--- Start ---
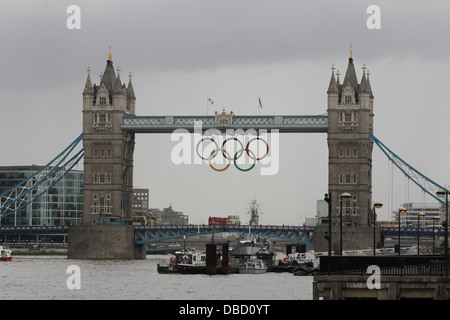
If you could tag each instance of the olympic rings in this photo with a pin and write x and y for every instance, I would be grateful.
(267, 151)
(210, 157)
(223, 145)
(236, 156)
(217, 148)
(237, 167)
--- End ---
- _Aim of the exercise_
Reproduce every line of the listing above, requests included, but add 131 to each x and y coordinate in the answers. Leave the pictures out.

- _Exercise solution_
If you could tag each instance of the olympic rings in this photo with a pin and write x and y for every instance, I would be grateful.
(398, 282)
(341, 288)
(354, 276)
(367, 287)
(348, 279)
(368, 298)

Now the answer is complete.